Seriously, would it be that hard to make a part in all black or all silver?


----------



## racingmanxc (Aug 7, 2007)

I knew this since 1 month ago... wow, I´m reading now "news" that are showned in Spain long time ago... Please, read here: http://www.kcnc.es/novedades.htm

I already have my new Ti ProLite. My New Ultimate is lighter, but this kcnc stuff is really good and it seems bolts problems have been solved and makes my ass feel safer.  . There is other post talking about the seatpost and people don´t know about the news. Didn´t you see this? http://www.kcnc.es/ti_pro_lite_v2_0.htm

Sometimes we find some news about kcnc at our forum: www.foromtb.com

You´re right, maybe some parts should be all black... -in Spanish: "Tolonegro"-....


----------



## racingmanxc (Aug 7, 2007)

skewers.. cool! tough I am afraid of that so small nut... my bones worth.


----------



## Broseph (Nov 9, 2006)

i wonder if there is any chance of a ti pro lite post with some setback?


----------



## elephant (Mar 21, 2006)

Broseph said:


> i wonder if there is any chance of a ti pro lite post with some setback?


KCNC makes the SC Lite (or something like that) that is a lightweight setback post. There are some people here that have them and some pics in threads.


----------



## Ausable (Jan 7, 2006)

So what about real weight and availability of these new skewers? It's hard to believe a 44g weigh for the PAIR


----------



## Trevorken (Jul 2, 2007)

I have ordered them and they should be available on 12 March.


----------



## Onie (Sep 15, 2005)
__________________________________________________
» **GIVEN TASK A**
Answer these questions from the KCNC forum thread:
(i) Which seatpost does racingmanxc say he already has?
(ii) What weight for the pair of new skewers does Ausable find hard to believe?
(iii) On what date did Trevorken say the skewers should be available?
» **GIVEN TASK B**
Write out the part of the KCNC forum thread between "So what about" and "on 12 March.", inclusive.
The listing isn't needed for anything here.

» **PROVIDED MATERIAL**
__________________________________________________
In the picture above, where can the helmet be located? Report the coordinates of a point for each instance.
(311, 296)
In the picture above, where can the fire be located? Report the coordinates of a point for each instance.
__________________________________________________
» **CORRECT OUTPUT A**
(i) A new Ti ProLite.
(ii) 44g.
(iii) 12 March.

» **CORRECT OUTPUT B**
So what about real weight and availability of these new skewers? It's hard to believe a 44g weigh for the PAIR


----------



## Trevorken (Jul 2, 2007)

I have ordered them and they should be available on 12 March.